# Material for this task start

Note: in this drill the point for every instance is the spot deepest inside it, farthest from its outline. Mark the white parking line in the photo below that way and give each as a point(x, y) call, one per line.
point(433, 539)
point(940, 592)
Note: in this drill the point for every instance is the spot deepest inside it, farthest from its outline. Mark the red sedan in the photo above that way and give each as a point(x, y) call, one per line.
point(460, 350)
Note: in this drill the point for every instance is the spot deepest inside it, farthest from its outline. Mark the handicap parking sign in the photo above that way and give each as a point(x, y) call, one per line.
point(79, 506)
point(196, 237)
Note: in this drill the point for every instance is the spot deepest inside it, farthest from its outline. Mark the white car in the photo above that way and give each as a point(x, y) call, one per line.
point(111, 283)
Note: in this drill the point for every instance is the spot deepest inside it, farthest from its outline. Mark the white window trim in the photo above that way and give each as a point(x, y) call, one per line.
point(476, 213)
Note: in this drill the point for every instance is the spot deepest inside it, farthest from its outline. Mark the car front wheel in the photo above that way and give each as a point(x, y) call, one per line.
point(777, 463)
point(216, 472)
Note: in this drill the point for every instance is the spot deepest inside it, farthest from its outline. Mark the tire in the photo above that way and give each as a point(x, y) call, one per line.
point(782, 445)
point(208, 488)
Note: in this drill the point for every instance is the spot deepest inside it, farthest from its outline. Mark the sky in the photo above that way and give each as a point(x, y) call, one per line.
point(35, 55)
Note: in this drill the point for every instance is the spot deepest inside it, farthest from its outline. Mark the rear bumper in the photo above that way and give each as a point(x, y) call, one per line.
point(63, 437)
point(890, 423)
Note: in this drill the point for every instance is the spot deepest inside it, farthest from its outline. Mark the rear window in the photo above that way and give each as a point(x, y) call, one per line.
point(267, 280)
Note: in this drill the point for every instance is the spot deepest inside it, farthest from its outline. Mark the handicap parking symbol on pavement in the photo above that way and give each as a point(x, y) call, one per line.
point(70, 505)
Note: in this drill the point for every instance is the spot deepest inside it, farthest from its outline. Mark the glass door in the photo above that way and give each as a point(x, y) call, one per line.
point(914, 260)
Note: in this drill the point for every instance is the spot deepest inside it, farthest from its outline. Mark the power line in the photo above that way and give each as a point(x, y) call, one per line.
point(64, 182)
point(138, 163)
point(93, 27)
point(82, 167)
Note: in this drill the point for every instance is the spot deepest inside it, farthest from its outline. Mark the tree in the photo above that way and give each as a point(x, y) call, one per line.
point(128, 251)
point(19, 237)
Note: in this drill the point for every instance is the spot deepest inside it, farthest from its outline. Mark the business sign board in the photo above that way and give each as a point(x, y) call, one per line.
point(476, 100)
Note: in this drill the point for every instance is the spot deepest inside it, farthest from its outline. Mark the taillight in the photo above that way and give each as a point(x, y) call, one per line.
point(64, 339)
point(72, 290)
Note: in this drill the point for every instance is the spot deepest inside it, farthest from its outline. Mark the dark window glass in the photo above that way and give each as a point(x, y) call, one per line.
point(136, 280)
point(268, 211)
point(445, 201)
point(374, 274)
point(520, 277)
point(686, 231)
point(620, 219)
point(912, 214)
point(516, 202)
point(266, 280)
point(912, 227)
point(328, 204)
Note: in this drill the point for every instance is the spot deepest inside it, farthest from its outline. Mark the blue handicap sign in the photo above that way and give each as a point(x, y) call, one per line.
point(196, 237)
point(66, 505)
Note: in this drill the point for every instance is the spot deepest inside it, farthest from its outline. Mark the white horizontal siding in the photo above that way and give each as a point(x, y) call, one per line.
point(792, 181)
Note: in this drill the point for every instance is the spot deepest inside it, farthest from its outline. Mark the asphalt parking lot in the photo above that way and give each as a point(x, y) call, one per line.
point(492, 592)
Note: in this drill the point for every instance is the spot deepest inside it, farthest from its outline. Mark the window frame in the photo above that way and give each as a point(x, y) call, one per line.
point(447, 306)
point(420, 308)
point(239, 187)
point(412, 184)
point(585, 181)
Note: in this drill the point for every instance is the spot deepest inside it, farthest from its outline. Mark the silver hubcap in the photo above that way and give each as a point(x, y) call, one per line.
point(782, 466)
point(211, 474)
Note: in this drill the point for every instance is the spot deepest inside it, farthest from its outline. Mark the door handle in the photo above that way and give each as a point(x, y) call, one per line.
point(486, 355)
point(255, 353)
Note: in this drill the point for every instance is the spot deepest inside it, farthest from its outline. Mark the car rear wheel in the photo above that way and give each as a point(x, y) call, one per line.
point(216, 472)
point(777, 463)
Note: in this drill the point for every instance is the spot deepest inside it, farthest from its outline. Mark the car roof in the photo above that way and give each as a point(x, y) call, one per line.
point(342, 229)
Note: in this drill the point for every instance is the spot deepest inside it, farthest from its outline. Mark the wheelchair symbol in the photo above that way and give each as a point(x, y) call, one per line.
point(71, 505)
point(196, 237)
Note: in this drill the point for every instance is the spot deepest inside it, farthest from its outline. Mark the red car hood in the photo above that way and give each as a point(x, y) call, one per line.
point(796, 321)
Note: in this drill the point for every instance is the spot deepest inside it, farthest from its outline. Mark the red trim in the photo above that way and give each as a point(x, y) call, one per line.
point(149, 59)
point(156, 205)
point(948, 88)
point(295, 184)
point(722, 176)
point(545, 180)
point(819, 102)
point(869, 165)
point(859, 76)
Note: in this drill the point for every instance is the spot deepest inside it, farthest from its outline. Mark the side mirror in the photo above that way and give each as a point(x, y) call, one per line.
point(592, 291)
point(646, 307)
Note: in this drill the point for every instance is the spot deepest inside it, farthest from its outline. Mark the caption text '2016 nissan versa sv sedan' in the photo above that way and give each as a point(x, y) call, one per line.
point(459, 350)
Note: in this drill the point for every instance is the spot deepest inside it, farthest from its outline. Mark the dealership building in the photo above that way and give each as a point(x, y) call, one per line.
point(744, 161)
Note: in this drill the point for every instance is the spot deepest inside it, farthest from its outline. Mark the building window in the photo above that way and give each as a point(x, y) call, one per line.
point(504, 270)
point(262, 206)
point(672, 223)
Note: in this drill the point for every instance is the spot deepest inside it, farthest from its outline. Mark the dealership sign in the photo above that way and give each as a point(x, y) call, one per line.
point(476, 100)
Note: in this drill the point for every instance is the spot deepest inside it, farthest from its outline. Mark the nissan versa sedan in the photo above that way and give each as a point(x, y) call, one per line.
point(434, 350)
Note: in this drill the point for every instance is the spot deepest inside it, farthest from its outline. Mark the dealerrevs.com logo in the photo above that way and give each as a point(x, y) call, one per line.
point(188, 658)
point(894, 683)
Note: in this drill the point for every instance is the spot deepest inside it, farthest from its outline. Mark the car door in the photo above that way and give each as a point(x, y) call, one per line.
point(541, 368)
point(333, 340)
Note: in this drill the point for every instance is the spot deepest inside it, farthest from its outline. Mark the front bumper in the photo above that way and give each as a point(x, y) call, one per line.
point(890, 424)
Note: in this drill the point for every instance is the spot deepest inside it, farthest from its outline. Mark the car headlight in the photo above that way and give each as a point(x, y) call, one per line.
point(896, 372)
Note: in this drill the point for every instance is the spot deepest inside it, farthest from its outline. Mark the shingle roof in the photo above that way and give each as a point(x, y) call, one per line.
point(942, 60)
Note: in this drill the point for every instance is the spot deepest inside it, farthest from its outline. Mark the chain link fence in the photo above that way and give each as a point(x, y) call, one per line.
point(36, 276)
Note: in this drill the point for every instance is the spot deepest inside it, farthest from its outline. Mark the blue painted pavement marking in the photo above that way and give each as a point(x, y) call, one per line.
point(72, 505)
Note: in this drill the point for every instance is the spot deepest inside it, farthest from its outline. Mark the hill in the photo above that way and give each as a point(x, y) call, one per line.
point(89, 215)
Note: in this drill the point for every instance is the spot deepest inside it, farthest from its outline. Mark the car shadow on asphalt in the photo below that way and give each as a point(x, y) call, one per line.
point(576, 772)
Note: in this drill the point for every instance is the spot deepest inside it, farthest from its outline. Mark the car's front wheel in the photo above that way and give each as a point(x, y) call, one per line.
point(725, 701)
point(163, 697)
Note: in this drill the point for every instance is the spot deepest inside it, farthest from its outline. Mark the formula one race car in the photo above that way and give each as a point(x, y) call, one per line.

# Material for this task end

[Exercise goal] Arrange the lines of the data as a Markdown table with the columns Row and Line, starting at the line that contains "Mark the dark" and ending at the line that contains "point(792, 181)", both included. Skip any blank lines.

[Task output]
| Row | Line |
|---|---|
| 1 | Note: in this drill the point for every instance is the spot deepest inside it, farthest from its outline. Mark the dark window glass in the photo above that way and give each as a point(x, y) call, one per line. |
| 2 | point(136, 280) |
| 3 | point(268, 211) |
| 4 | point(445, 201) |
| 5 | point(374, 274) |
| 6 | point(520, 277) |
| 7 | point(686, 231) |
| 8 | point(620, 219) |
| 9 | point(912, 214) |
| 10 | point(516, 202) |
| 11 | point(266, 280) |
| 12 | point(912, 227) |
| 13 | point(328, 204) |
| 14 | Note: in this drill the point for every instance is the spot deepest inside it, farthest from its outline. Mark the blue handicap sign in the photo above that way and give each as a point(x, y) call, one per line. |
| 15 | point(196, 237) |
| 16 | point(66, 505) |
| 17 | Note: in this drill the point for every instance is the spot deepest inside it, farthest from its outline. Mark the white horizontal siding in the photo above that way and give each as a point(x, y) call, one per line. |
| 18 | point(792, 181) |